(Text excerpt Opens)

But what about the public interest in maximizing abortions? That brings us to the third reason why Dr. Harris’s demand is misplaced.
No national governmental body—whether legislative or judicial—has said that government has an interest in maximizing abortions. Nor does public opinion support such a claim, as most Americans (male and female) generally describe themselves as “pro-life,” and few people say there should be more abortions than there already are.
On this point the Supreme Court’s own stance is widely misunderstood. Since 1973 the Court has ruled that government generally may not prohibit abortion. But it also has consistently acknowledged government’s legitimate secular interest in “encouraging childbirth over abortion.” And it has said this interest justifies bans on public funding of abortion, and a variety of regulations and restrictions that fall short of a ban on abortion.
In upholding a ban on federal abortion funding, the Court explained the government’s interest this way: “Abortion is inherently different from other medical procedures, because no other procedure involves the purposeful termination of a potential life” (Harris v. McRae, 1980). This cryptic reference to the unborn as having a “potential life,” a term with no clear meaning, has given way in later cases to a straightforward recognition that by regulating abortion “the State . . . may express profound respect for the life of the unborn” (Planned Parenthood v. Casey, 1992) (emphasis added).
In its most recent abortion decision, Gonzales v. Carhart (2007), the court upheld a federal ban on partial-birth abortion, a law that it said “expresses respect for the dignity of human life.” Here the justices reaffirmed government’s “legitimate interests in regulating the medical profession in order to promote respect for life, including life of the unborn.”

(Text excerpt Closes)

§ Activity 1
Can you restate everything in the abortion passage from "No national governmental" down to "ban on abortion.", swapping "Supreme Court" for "High Court"?
§ Activity 2
Which court cases does the abortion passage cite by name?
Rely only on the abortion passage.

(Dataset content Opens)

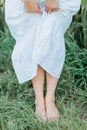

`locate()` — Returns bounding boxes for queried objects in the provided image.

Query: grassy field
[0,1,87,130]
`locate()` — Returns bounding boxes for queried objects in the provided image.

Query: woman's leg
[45,72,60,120]
[32,65,46,120]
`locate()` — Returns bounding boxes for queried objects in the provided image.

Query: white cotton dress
[5,0,81,83]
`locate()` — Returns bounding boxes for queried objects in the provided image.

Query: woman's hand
[23,0,42,14]
[45,0,58,13]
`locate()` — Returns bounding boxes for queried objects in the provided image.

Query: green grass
[0,1,87,130]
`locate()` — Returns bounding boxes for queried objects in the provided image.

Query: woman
[5,0,81,120]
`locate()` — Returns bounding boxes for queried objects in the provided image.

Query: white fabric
[5,0,81,83]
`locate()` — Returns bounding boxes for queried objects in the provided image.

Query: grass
[0,1,87,130]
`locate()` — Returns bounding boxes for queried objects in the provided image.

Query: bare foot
[35,101,47,121]
[46,97,60,121]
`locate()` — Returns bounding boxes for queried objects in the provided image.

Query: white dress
[5,0,81,83]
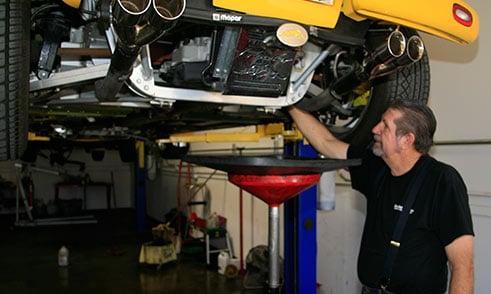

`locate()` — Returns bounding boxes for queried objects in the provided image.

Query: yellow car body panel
[213,0,343,28]
[217,0,479,44]
[343,0,479,44]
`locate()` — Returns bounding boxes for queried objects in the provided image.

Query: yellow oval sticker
[276,23,309,47]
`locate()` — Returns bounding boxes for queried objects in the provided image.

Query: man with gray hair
[289,100,474,294]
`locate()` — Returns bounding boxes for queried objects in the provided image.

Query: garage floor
[0,210,241,294]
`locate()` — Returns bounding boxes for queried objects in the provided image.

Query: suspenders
[376,156,430,290]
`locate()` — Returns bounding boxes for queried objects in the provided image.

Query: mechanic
[289,100,474,294]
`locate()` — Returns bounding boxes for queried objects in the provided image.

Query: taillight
[453,3,472,27]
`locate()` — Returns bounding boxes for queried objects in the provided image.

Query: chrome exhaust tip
[113,0,152,26]
[153,0,186,21]
[387,30,406,58]
[406,35,425,62]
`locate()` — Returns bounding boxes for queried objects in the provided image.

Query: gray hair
[389,99,436,154]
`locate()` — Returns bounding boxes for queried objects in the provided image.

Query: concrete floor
[0,210,245,294]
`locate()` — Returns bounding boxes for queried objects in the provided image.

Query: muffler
[95,0,186,101]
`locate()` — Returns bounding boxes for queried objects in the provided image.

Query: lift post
[135,141,147,233]
[283,141,317,294]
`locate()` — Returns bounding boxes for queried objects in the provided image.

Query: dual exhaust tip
[113,0,186,26]
[387,30,425,62]
[365,30,425,79]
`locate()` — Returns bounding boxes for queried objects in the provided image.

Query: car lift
[162,124,359,294]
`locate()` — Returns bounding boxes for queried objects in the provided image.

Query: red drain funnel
[228,173,320,207]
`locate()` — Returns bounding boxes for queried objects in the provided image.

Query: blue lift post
[135,141,147,233]
[283,141,317,294]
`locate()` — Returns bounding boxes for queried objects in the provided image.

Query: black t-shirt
[348,146,474,293]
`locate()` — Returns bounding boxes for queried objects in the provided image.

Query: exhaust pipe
[370,35,425,79]
[95,0,186,101]
[296,30,424,111]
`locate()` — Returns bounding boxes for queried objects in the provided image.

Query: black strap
[379,156,430,290]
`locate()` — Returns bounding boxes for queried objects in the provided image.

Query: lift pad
[183,155,361,176]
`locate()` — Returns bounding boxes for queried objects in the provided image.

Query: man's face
[372,109,402,158]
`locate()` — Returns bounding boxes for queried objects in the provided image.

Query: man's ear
[402,133,416,149]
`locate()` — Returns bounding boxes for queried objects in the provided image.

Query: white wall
[0,150,134,209]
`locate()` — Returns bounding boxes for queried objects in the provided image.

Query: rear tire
[338,53,430,145]
[0,0,30,161]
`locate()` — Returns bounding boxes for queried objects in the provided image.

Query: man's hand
[289,107,349,159]
[445,235,474,294]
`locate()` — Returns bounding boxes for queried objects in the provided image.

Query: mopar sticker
[213,13,242,22]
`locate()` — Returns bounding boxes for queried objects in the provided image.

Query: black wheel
[297,27,430,144]
[0,0,30,160]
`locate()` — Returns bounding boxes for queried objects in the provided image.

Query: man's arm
[289,107,349,159]
[445,235,474,294]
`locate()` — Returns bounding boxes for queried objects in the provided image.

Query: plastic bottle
[58,246,70,266]
[218,251,230,275]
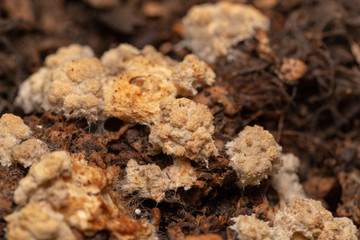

(Dataset content Closes)

§ Task solution 1
No national governmental body—whether legislative or judicial—has said that government has an interest in maximizing abortions. Nor does public opinion support such a claim, as most Americans (male and female) generally describe themselves as “pro-life,” and few people say there should be more abortions than there already are.
On this point the High Court’s own stance is widely misunderstood. Since 1973 the Court has ruled that government generally may not prohibit abortion. But it also has consistently acknowledged government’s legitimate secular interest in “encouraging childbirth over abortion.” And it has said this interest justifies bans on public funding of abortion, and a variety of regulations and restrictions that fall short of a ban on abortion.

§ Task solution 2
Harris v. McRae (1980), Planned Parenthood v. Casey (1992), Gonzales v. Carhart (2007)